THE DATA —
*** Begin section ***

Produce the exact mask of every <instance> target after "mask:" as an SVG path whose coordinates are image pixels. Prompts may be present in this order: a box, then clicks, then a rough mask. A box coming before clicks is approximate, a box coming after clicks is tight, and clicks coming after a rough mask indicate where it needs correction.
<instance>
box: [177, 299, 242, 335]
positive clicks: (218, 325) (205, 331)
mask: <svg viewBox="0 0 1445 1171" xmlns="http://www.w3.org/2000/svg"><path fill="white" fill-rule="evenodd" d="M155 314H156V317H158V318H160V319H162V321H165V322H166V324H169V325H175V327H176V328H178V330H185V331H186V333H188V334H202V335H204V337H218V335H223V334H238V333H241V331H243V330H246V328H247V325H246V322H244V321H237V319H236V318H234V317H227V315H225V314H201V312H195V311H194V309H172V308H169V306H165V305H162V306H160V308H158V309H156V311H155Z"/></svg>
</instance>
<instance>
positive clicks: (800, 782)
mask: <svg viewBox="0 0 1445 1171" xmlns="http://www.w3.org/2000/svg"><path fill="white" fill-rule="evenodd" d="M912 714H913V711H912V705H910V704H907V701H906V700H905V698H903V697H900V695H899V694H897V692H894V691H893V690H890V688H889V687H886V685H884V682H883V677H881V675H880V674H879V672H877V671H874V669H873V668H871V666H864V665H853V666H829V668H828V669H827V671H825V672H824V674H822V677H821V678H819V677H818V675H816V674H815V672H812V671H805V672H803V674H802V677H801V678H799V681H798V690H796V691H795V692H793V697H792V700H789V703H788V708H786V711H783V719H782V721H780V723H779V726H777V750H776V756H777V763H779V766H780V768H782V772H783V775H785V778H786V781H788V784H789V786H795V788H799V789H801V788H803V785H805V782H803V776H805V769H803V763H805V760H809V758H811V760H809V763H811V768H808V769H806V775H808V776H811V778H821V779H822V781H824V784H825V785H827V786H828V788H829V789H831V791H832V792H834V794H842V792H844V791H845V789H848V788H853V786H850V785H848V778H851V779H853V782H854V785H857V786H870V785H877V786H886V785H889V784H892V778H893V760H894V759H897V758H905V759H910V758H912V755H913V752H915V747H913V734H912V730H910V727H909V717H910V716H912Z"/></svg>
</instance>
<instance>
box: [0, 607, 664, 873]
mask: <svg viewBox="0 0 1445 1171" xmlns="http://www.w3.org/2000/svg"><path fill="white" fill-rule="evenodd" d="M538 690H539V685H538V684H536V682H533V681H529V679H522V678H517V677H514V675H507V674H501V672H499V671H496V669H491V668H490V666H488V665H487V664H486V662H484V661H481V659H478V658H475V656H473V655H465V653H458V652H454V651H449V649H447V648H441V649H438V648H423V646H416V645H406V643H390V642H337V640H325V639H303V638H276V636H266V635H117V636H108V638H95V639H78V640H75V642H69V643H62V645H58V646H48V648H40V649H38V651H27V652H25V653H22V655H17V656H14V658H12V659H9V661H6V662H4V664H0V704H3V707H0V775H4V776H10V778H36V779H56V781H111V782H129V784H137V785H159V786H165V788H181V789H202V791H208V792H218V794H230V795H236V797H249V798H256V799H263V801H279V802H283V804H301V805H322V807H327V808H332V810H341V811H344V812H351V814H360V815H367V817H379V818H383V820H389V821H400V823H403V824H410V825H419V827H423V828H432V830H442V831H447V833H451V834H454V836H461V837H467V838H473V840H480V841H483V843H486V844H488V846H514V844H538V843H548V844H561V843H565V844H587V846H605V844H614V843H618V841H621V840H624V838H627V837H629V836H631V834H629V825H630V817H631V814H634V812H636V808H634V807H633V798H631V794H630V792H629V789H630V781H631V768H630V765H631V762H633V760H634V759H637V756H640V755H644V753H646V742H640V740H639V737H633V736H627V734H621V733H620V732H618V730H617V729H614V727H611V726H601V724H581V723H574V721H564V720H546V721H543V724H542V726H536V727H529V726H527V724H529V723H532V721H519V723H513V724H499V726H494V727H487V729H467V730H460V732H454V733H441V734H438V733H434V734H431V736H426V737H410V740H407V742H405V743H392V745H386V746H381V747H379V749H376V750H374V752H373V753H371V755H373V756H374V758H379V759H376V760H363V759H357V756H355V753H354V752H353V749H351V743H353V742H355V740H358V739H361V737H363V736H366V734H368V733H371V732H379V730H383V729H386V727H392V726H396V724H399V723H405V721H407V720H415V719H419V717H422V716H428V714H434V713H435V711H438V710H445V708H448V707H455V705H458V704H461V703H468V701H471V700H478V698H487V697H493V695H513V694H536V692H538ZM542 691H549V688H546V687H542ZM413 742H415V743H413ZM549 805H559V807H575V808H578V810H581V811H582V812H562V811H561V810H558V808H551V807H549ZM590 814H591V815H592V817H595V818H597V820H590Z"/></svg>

*** End section ***

EXERCISE INSTRUCTIONS —
Find every line above that contains the word "positive", and return each one.

THE COMPLETED TASK —
positive clicks: (218, 325) (205, 331)
positive clicks: (800, 782)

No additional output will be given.